TASK STATEMENT: Starting with the line that holds "[locate] tall grass (one point per instance)", reproduce each line through the last one of the data, exactly as written. Pictures are not copied.

GIVEN INFORMATION:
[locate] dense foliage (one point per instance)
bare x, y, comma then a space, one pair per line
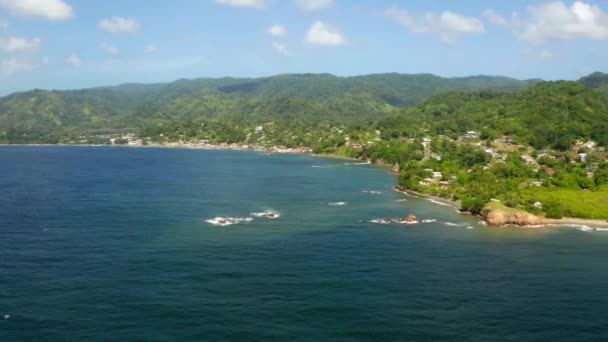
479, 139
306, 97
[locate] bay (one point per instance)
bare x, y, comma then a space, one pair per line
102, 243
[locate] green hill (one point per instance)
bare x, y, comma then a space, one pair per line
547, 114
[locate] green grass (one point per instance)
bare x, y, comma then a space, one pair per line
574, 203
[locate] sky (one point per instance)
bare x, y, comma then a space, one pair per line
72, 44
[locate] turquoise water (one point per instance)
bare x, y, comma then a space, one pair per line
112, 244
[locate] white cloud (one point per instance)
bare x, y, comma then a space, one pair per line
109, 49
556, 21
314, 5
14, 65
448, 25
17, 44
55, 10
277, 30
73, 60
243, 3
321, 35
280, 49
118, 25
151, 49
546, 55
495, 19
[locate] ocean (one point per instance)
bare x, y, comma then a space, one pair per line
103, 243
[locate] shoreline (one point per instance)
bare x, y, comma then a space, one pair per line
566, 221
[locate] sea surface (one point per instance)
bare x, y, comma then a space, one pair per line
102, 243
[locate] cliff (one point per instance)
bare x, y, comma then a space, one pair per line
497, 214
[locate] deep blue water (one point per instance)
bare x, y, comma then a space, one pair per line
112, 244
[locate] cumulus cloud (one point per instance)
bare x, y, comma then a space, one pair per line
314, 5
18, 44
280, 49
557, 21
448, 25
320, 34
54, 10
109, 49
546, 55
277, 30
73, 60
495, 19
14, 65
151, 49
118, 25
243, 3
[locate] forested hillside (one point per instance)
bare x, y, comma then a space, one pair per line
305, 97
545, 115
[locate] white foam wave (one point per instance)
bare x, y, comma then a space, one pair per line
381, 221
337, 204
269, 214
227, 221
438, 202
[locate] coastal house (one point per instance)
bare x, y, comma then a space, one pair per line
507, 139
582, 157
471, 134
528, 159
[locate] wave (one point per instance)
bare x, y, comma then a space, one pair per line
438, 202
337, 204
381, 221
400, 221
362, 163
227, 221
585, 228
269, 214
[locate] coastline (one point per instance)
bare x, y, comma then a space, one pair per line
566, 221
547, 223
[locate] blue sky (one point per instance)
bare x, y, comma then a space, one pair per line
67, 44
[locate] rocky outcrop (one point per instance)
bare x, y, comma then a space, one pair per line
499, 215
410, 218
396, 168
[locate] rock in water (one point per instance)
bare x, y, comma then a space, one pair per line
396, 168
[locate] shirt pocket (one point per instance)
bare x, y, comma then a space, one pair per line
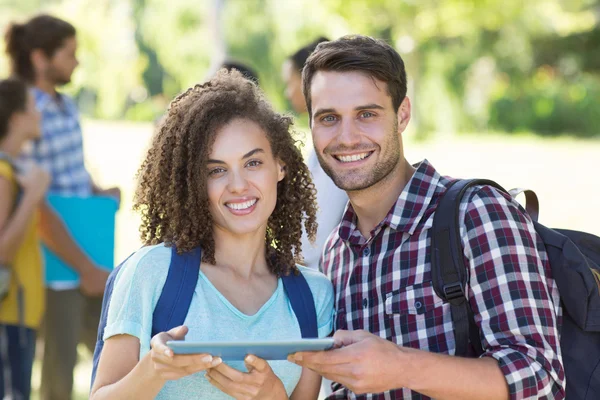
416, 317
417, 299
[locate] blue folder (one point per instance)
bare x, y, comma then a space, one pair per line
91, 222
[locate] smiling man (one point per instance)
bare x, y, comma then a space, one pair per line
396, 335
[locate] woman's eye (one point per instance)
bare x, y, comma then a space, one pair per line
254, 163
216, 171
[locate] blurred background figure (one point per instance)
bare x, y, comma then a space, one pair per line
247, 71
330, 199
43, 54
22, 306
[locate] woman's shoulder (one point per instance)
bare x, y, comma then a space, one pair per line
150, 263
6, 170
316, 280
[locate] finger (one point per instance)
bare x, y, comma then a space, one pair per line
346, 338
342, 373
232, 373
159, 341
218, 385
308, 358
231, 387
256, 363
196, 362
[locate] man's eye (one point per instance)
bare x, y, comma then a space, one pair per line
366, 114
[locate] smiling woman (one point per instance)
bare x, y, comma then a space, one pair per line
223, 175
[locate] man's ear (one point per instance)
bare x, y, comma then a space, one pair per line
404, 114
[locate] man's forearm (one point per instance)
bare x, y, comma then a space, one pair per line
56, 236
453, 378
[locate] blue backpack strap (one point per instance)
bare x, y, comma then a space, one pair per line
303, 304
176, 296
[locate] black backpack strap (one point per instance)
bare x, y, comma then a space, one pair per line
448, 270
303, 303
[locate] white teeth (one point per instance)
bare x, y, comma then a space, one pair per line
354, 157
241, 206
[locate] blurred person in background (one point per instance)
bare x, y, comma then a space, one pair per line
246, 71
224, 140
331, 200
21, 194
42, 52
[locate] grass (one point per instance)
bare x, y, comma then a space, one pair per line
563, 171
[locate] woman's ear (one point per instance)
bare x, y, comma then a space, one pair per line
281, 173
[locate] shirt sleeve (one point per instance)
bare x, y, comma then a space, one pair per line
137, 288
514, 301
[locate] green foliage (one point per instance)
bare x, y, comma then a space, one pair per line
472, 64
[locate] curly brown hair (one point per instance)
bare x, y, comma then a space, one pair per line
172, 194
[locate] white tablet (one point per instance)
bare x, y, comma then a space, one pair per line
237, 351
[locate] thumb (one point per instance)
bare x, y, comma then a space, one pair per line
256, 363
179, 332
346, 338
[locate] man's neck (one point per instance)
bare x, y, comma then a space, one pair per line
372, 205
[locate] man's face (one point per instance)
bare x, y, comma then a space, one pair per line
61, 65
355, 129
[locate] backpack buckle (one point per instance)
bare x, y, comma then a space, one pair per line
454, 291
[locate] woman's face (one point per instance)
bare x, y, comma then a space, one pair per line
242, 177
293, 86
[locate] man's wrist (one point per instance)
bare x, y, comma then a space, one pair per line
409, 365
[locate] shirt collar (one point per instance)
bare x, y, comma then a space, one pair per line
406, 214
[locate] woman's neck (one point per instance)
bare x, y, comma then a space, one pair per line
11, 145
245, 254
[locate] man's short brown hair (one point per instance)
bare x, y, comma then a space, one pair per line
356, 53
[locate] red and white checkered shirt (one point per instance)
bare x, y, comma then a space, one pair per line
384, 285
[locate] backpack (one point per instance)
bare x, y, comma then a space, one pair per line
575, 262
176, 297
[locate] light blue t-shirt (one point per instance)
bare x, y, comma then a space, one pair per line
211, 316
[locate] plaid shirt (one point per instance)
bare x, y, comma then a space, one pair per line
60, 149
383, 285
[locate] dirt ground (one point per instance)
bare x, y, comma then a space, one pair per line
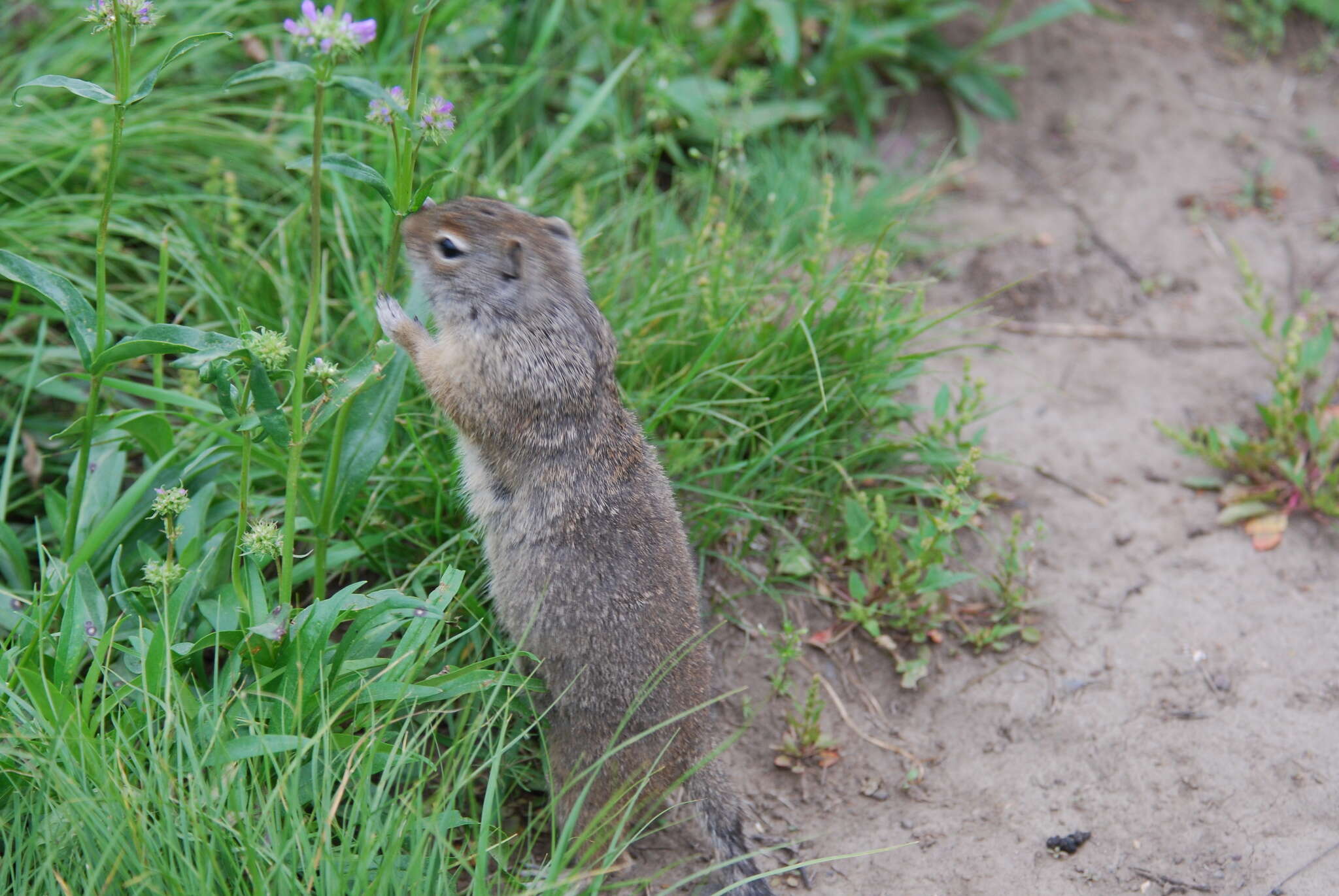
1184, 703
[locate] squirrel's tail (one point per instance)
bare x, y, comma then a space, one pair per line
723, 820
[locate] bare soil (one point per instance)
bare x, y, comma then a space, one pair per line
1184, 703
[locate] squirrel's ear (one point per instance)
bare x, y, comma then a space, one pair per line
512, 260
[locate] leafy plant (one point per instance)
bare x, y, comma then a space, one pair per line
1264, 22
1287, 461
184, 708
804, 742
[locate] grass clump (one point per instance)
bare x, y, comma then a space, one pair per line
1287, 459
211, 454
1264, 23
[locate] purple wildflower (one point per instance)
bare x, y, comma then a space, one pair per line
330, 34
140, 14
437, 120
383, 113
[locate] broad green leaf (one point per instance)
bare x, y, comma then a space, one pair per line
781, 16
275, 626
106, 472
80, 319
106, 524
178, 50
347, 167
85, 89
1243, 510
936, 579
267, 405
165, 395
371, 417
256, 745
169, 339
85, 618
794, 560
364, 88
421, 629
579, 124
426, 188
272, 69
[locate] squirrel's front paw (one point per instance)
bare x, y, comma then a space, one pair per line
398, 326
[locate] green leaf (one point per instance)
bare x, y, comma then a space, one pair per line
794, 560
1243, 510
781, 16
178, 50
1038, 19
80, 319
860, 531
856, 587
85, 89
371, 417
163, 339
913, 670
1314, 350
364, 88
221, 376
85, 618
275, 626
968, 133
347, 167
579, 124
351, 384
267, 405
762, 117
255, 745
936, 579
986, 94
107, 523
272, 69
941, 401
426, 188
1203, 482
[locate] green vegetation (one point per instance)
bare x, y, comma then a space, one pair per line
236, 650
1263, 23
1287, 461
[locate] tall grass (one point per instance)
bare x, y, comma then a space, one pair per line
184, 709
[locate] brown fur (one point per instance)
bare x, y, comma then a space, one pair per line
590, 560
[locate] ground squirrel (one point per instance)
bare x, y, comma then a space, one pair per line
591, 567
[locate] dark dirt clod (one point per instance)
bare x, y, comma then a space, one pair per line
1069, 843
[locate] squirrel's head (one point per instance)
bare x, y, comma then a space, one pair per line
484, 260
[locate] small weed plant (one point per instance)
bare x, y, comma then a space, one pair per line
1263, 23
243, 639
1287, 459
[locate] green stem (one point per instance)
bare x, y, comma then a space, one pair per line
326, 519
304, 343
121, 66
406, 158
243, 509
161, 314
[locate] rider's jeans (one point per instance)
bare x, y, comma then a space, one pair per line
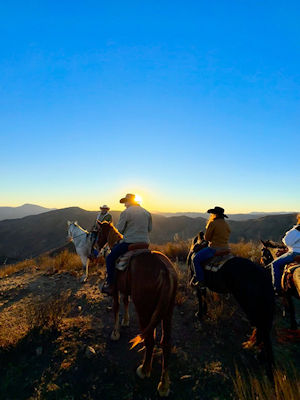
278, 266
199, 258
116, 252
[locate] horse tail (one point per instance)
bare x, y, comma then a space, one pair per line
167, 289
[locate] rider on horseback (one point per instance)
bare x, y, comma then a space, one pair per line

EXERCISE RESPONSE:
[locate] tall grass (one point per instance)
bare x, y, comma then a space, one pair per line
184, 709
[locate] brown fur (one point per instance)
bare x, y, comma then a space, one pair per line
590, 560
[locate] ground squirrel (one point per instance)
bare x, y, comma then a space, one pair per line
591, 567
[locate] dark dirt clod (one point per instance)
bare x, y, comma then a space, one pair per line
1069, 843
[locate] squirrel's head (one point per instance)
bare x, y, comma then a space, one pair per line
484, 260
[locate] small weed plant (one point per instance)
bare x, y, comma then a space, one pair per line
1263, 23
243, 639
1287, 459
[locate] green stem (one point per instance)
bare x, y, comma then a space, one pair per line
326, 519
304, 343
121, 66
406, 158
243, 509
161, 314
[locate] rider's jeans (one point per instance)
bare x, y, comma then a space, one pair per line
278, 266
199, 258
116, 252
[locate] horse tail (one point per instance)
bare x, y, comma then a space, one pair per line
167, 289
[locate] rider on horseback (one point per instance)
bare x, y, comma then a space, one pair per line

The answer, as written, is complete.